> **Exercises**:
1. Transcribe the blog post about doing Bible study homework, starting at "I kept giving" and ending at "I was reading!".
2. In the blog post about doing Bible study homework, which Bible does the writer say they use?

> **Passage for review**:
──────────────────────────────

How’s it going for those of you in the Beth Moore study? I hope you’re able to find a chance to dig into the homework. It’s not easy, is it? I’m loving every minute I can sit down and really pore through it. And my thoughts are with you today. I know I want to keep it up so I’ll be able to join in the discussion over the weekend.
Last night, my husband was showing our kids a video of a camping trip he and some friends took to a lake in Minnesota about 15 years ago. It was a beautiful spot — quiet and peaceful. At some point, one of his friends filmed him sitting beside the lake writing in his journal. I was so jealous just watching that! I said, “I can’t even imagine how much fun that would be — to sit beside a lake and do my Beth Moore homework!”
While I do mine, there’s a swirl of noise around me — and last night my 11-month-old daughter kept grabbing at my Bible — I have the NIV Life Application Bible — which I love! She was fascinated watching my pen scribble across the workbook pages. And you know how those onion-thin pages sound when you flip them back and forth — as we do in our homework. She loved that crinkly sound and wanted to flip pages with her little chubby hand.
I kept giving her other toys to play with or another book to read — but within a couple of minutes, she was right back where I was, wanting to know what FASCINATED me about that fun BOOK I was reading!
And I realized — this is the start for her! She’s only a baby now, but as she grows up, I want her to keep seeing me read my Bible. It’s the Book that matters most — full of relevant, life-changing words that will build her faith and give her life a purpose. Even just a few minutes ago, I was listening to James Dobson on the radio as he shared about abstinence education for teens. It’s in the Bible! It can give teens something to hold onto during those years as well.
One of my favorite bloggers is Carmen of Full-Contact, Christ-Centric Living. I remember a few months ago when Carmen just started her blog, and she said she wasn’t sure what exactly to focus on. We emailed back and forth about it. I told her something like, “Mentor people like me! Teach me how to raise godly kids! How do we do this in our culture today?”

──────────────────────────────

> **Exercise data**:
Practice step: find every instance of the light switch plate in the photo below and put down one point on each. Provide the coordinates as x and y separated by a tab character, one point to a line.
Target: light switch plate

──────────────────────────────

> **List of answers**:
1.
I kept giving her other toys to play with or another book to read — but within a couple of minutes, she was right back where I was, wanting to know what FASCINATED me about that fun BOOK I was reading!

2. The NIV Life Application Bible.